指示 a: データ項目のうち、「For the benchmark, spot each instance of the white jersey」を含む行から始まり最後の行で終わる範囲を、空行を除いて一行につき一つの文字列とするJSONリストに書き直してもらえますか？

人間の歴史において菓子という概念が生まれた瞬間とはいつだっただろうか。農耕以前の時代は食を得る手段は狩猟であった。狩りの途中の休息の時間、緑色の森の中でのヒトの視界に赤い果実が飛び込んできたと想像できないだろうか? 思わずヒトはそれを手にとり口に運ぶ誘惑に絶えきれず食べたに違いない。旧約聖書アダムとイブの林檎のように。口に運ばれた果実は、その甘味においてヒトに至福の瞬間をもたらしただろう。菓子の誕生である。
日本における菓子のはじまりは「橘」とされている。新羅皇子 天日槍(あめのひぼこ)の子孫 田道間守(たじまもり)は、十一代垂仁天皇の命により不老長寿の菓子「非時香菓(ときじくのかぐのこのみ)」を探し求める旅に出る。海のむこうの理想郷とされている常世の国にわたり10年の歳月の後、葉付の枝と果実付の枝を持ち帰ったが、垂仁天皇はすでに薨去していた。その後、現在まで、田道間守は菓子の神様菓祖神となり祀られてきた。菓子が、果物であった事を裏付ける「記紀」の伝承である。また、日本では、古代、これを「非時香果」といった。芳香を放つ「くだもの」は、仙人の菓子である「仙菓」として珍重された。甘味と、今でいうところのビタミンCをたっぷりと含んだくだものは、不老不死の妙薬と考えられたのである。

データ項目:
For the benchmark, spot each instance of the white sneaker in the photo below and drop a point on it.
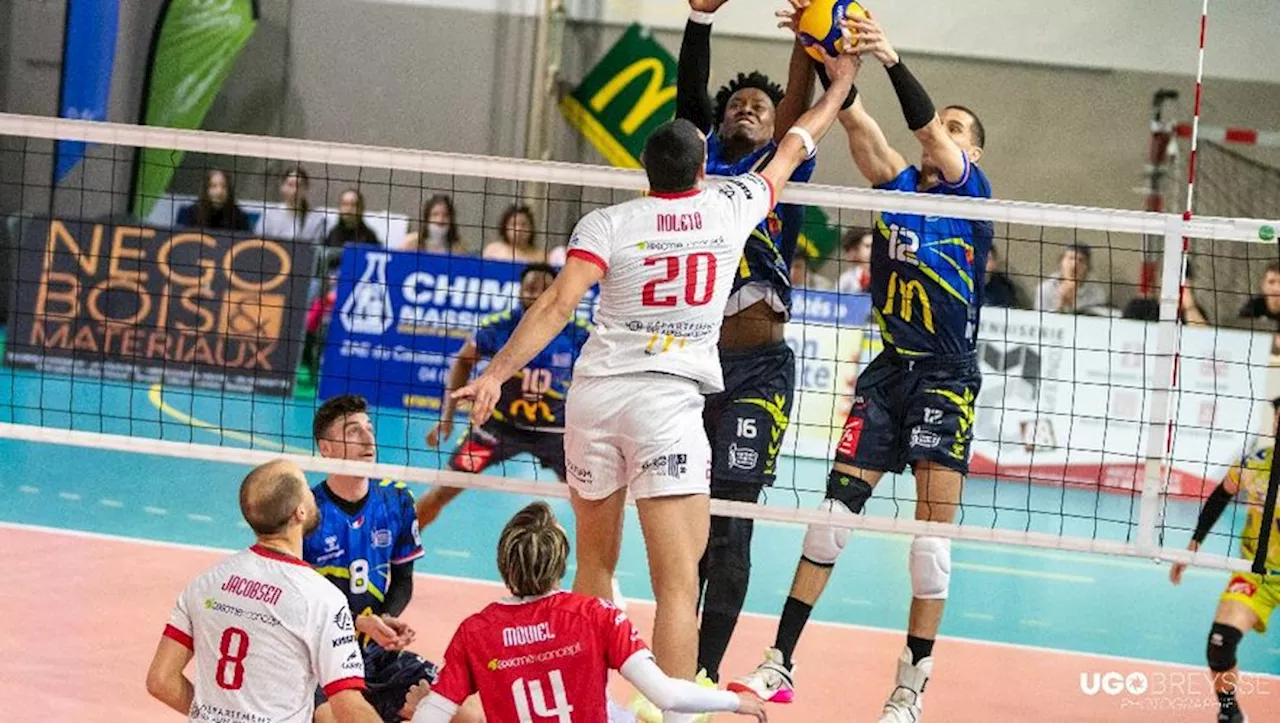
(771, 681)
(906, 700)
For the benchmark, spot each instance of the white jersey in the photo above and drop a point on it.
(265, 630)
(668, 265)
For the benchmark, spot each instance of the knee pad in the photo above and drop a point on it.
(849, 490)
(931, 568)
(1223, 640)
(823, 543)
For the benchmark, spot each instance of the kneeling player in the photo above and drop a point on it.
(1249, 598)
(530, 416)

指示 b: 菓子の起源を述べた抜粋から、「人間の歴史において菓子という」で始まり「ただろう。菓子の誕生である。」で終わる部分を一字も変えずに書き写してくれますか？

結果 a:
[
  "For the benchmark, spot each instance of the white jersey in the photo above and drop a point on it.",
  "(265, 630)",
  "(668, 265)",
  "For the benchmark, spot each instance of the knee pad in the photo above and drop a point on it.",
  "(849, 490)",
  "(931, 568)",
  "(1223, 640)",
  "(823, 543)",
  "For the benchmark, spot each instance of the kneeling player in the photo above and drop a point on it.",
  "(1249, 598)",
  "(530, 416)"
]

結果 b:
人間の歴史において菓子という概念が生まれた瞬間とはいつだっただろうか。農耕以前の時代は食を得る手段は狩猟であった。狩りの途中の休息の時間、緑色の森の中でのヒトの視界に赤い果実が飛び込んできたと想像できないだろうか? 思わずヒトはそれを手にとり口に運ぶ誘惑に絶えきれず食べたに違いない。旧約聖書アダムとイブの林檎のように。口に運ばれた果実は、その甘味においてヒトに至福の瞬間をもたらしただろう。菓子の誕生である。